### EXERCISE INSTRUCTIONS
In the Gaza news report below, how many Hamas fighters were killed when their base near the eastern border was hit in the early hours?
STUDY TEXT below:
/ 18 May 2007

New Israeli strike, factional gun battle in Gaza

Israel launched a second air strike on Hamas militants in Gaza on Friday and the Islamist group’s fighters again clashed with Palestinian rivals on the streets.

A Palestinian hospital official said at least one man was killed and others were wounded when Israeli helicopter gunships fired on them after they launched a rocket into Israel, the latest of about 100 such missiles fired in the past week.

The Israeli military said it attacked the rocket crew in the northern Gaza Strip and that eight improvised Qassam missiles had struck Israel on Friday morning alone. One hit a house in the town of Sderot. Medics said there were only minor injuries.

In the early hours, four Hamas fighters were killed when their base near the Gaza Strip’s eastern border with Israel was hit by what local officials said appeared to be at least one missile from an F-16 jet.

An Israeli army official said the target was suspected of housing a tunnel used to smuggle weapons into Israel.

As the day warmed, a gun battle also raged in the streets of Gaza City, centre of the densely packed coastal enclave of 1,5-million. Thirty-six hours after their leaders declared a ceasefire, gunmen from Hamas fought their secular rivals from President Mahmoud Abbas’s long-dominant Fatah movement.

Three rocket-propelled grenades were fired at the pro-Hamas Islamic University campus, witnesses said.

Since the first clashes a week ago, which have jeopardised the two-month-old Hamas-led national unity government, more than 40 Palestinians have been killed in factional fighting.

‘Small force’

Israeli tanks had on Thursday also entered the Gaza Strip, from which Israel withdrew in 2005. A spokesperson called it a ”small force” on a ”defensive operation”, leaving it unclear whether Israel was shifting its policy of leaving all but the areas closest to the border to Palestinian forces.

Israeli Prime Minister Ehud Olmert vowed to stand firm on a visit to a border town, Sderot, hit by dozens of rockets in recent days. United States President George Bush, calling for peace, said he understood Israeli fears of rocket strikes.
End of STUDY TEXT.
SUPPLIED MATERIAL below:
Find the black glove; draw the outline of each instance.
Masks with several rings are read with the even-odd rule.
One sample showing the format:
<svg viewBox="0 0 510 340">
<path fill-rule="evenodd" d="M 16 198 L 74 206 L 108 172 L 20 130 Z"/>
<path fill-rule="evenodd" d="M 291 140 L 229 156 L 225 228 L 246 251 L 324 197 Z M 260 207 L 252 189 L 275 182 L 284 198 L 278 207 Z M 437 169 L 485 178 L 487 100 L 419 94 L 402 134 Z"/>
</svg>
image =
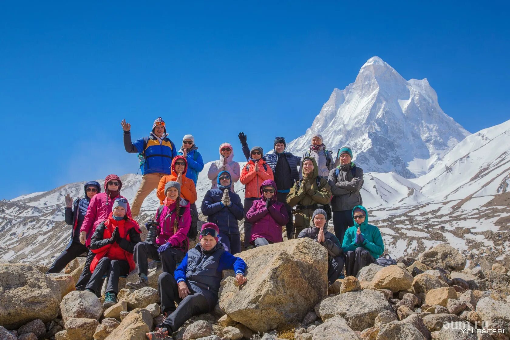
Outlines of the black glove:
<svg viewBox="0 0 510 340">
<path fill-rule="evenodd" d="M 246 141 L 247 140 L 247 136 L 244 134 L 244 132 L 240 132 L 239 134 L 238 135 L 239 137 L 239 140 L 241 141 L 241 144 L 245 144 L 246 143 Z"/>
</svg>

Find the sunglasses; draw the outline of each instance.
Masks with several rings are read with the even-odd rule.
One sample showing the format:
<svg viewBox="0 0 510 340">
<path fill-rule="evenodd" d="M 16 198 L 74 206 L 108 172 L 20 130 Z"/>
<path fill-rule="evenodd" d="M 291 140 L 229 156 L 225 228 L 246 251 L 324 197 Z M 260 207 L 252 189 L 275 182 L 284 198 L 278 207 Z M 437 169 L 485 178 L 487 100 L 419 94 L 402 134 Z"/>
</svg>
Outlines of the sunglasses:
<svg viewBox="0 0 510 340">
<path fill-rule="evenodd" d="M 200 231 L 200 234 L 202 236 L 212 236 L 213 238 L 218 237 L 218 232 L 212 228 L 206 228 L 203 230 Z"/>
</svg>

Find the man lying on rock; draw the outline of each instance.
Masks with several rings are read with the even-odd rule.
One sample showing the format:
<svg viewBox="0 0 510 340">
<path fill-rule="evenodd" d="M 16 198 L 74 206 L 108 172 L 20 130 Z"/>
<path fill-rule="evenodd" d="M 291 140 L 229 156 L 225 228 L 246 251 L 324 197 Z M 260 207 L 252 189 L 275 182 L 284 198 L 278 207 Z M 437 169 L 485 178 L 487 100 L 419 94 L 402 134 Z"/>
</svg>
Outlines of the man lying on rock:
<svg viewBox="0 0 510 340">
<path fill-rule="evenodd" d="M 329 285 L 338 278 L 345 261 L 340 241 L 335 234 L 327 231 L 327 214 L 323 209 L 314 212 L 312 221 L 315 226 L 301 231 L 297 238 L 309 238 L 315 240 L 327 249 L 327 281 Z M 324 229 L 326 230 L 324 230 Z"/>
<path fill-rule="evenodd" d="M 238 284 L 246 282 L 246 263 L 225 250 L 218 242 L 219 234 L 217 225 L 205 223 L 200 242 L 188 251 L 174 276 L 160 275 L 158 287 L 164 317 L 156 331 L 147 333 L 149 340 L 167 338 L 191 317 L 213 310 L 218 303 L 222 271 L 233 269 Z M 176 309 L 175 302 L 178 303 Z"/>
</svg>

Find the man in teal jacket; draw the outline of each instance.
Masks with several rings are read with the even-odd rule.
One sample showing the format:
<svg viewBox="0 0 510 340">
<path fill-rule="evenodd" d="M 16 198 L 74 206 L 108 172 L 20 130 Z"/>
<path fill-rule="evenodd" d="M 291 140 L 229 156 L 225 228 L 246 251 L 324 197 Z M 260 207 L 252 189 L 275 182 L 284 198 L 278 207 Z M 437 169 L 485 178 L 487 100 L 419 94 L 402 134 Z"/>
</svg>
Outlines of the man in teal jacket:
End of SUPPLIED MATERIAL.
### RESPONSE AREA
Four Hamas fighters were killed.